▶ **WHAT THE EXERCISE ASKS**:
Output the lines of the records below as a JSON list of strings, with one string per line and no blank lines. Leave the pictures out of the answer.

▶ **DATA FOR THIS TASK**:
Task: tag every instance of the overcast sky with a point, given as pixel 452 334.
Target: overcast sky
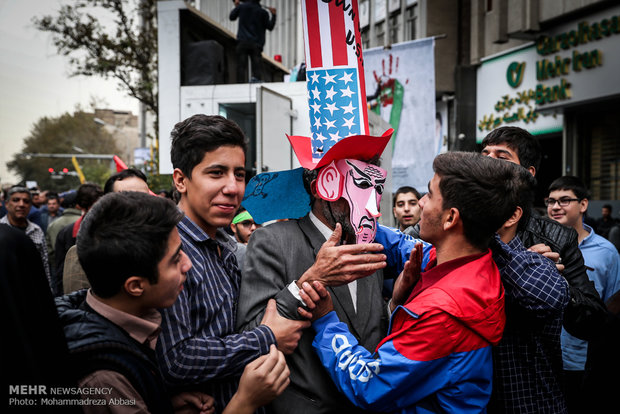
pixel 34 80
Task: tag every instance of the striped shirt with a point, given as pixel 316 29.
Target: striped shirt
pixel 527 363
pixel 198 344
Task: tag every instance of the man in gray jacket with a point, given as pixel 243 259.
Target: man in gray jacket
pixel 283 256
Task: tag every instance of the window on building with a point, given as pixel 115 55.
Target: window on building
pixel 380 33
pixel 411 19
pixel 394 27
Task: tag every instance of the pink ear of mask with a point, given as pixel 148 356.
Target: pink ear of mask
pixel 329 183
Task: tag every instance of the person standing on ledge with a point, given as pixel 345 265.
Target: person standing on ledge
pixel 253 21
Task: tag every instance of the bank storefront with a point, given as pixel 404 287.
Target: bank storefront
pixel 565 89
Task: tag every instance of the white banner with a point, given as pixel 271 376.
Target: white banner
pixel 400 84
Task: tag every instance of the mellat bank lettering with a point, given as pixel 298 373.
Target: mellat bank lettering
pixel 550 68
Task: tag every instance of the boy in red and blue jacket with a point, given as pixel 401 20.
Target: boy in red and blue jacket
pixel 437 354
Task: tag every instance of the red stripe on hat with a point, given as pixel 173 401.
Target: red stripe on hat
pixel 360 67
pixel 339 44
pixel 314 34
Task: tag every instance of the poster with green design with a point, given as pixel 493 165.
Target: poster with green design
pixel 400 87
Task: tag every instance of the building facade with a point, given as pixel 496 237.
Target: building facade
pixel 123 126
pixel 551 67
pixel 548 66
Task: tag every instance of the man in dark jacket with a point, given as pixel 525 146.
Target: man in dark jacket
pixel 253 22
pixel 585 312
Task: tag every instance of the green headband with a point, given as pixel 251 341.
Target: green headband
pixel 242 217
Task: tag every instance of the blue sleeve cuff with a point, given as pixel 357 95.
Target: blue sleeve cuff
pixel 321 323
pixel 265 338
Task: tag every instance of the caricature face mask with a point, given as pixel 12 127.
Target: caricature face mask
pixel 361 184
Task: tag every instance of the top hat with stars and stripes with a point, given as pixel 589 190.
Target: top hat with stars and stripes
pixel 336 88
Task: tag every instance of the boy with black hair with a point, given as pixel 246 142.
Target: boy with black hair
pixel 567 204
pixel 199 347
pixel 130 249
pixel 406 208
pixel 437 356
pixel 527 363
pixel 585 313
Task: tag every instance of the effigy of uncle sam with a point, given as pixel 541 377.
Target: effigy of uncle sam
pixel 339 146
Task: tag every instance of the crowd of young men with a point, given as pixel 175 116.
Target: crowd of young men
pixel 173 321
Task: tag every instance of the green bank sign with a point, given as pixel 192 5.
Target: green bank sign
pixel 575 63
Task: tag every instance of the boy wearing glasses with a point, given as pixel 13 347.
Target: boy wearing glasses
pixel 567 203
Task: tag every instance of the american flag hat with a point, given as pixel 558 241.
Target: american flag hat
pixel 336 87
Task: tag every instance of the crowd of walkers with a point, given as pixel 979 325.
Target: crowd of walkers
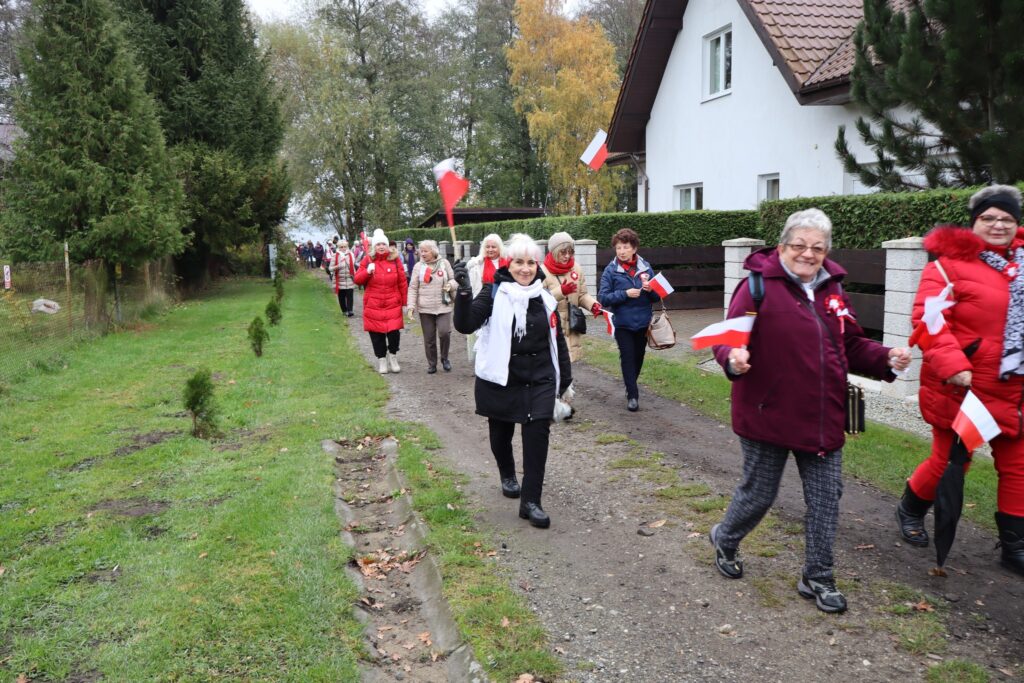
pixel 519 309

▶ **EXERCISE RESPONSE**:
[
  "Task: tag every instance of the overcast sky with a point, given as pixel 452 334.",
  "Target: overcast sky",
  "pixel 34 80",
  "Task: tag every instance of the striped shirt with a point, given as pixel 316 29.",
  "Target: striped shirt",
  "pixel 527 363",
  "pixel 198 344",
  "Task: tag every instance of the man in gray jacket with a point, given as pixel 243 259.",
  "Target: man in gray jacket",
  "pixel 283 256",
  "Task: tag every instance of the window on building with a point, given as pixel 115 55.",
  "Target: window on building",
  "pixel 380 33",
  "pixel 411 19",
  "pixel 394 27",
  "Task: tag every instance of the pink ear of mask with a point, given as pixel 148 356.",
  "Target: pink ear of mask",
  "pixel 329 183",
  "Task: tag every instance of the person standing on ledge with a point, given as pixel 345 265.",
  "Target: person standing on ledge",
  "pixel 253 21",
  "Task: tag every instance of the bank storefront with a point, given as pixel 404 287.",
  "Target: bank storefront",
  "pixel 565 89",
  "Task: tag every instance of the white banner with a point, given as pixel 271 376.",
  "Target: white banner",
  "pixel 400 84",
  "Task: tag every instance of the mellat bank lettering with a point, given as pixel 298 373.",
  "Target: mellat bank lettering",
  "pixel 550 68",
  "Task: tag every instance of the boy in red and blue jacket with a point, given as pixel 401 20.",
  "Target: boy in red and blue jacket",
  "pixel 437 354",
  "Task: tag every instance of the red stripe on hat with a point, given as pixel 173 401.",
  "Target: red stripe on hat",
  "pixel 360 67",
  "pixel 339 44",
  "pixel 314 34",
  "Task: tag every instance of the poster with green design with a point, given as pixel 493 165.",
  "Target: poster with green design",
  "pixel 400 87",
  "Task: tag every instance of the building facade with a point, given as pixel 496 237.",
  "Target: building facade",
  "pixel 123 126",
  "pixel 551 67",
  "pixel 548 66",
  "Task: tag every instance of the man in dark jacket with a point, given as pixel 525 146.",
  "Target: man in dark jacket",
  "pixel 253 22",
  "pixel 585 312",
  "Task: tag every instance of the green headband with a point, given as pixel 251 341.",
  "Target: green headband",
  "pixel 242 217",
  "Task: tag every instance of the blue sleeve cuff with a point, given as pixel 357 95.",
  "Target: blue sleeve cuff",
  "pixel 321 323",
  "pixel 265 338",
  "Task: tag every instance of the caricature face mask with a point, given as pixel 12 127.",
  "Target: caricature face mask",
  "pixel 361 184",
  "Task: tag every instance of the top hat with stars and stripes with a point, given as pixel 589 190.",
  "Target: top hat with stars and stripes",
  "pixel 336 88",
  "Task: tag every instance of the boy with black hair with a point, given as pixel 246 142.",
  "Target: boy with black hair",
  "pixel 567 204",
  "pixel 199 347",
  "pixel 130 249",
  "pixel 406 208",
  "pixel 437 356",
  "pixel 527 363",
  "pixel 585 313",
  "Task: tag every instance of the effigy of uncle sam with a point, given as pixel 541 377.",
  "Target: effigy of uncle sam",
  "pixel 339 146",
  "Task: tag every instance of the crowd of young men with a point, given as pixel 175 116.",
  "Target: crowd of young men",
  "pixel 173 321",
  "Task: tag every instance of the green bank sign with a point, given as pixel 192 5.",
  "Target: green bank sign",
  "pixel 575 63",
  "Task: tag every instance of the boy wearing glasses with a point, given as pixel 13 347.",
  "Target: boy wearing glasses",
  "pixel 567 203",
  "Task: tag every instance of the american flag hat with a point, given as pixel 558 241.",
  "Target: american flag hat",
  "pixel 336 87",
  "Task: tag every instance of the crowd of walkers with a point, given as pixel 979 325.",
  "Target: crowd of walkers",
  "pixel 519 309"
]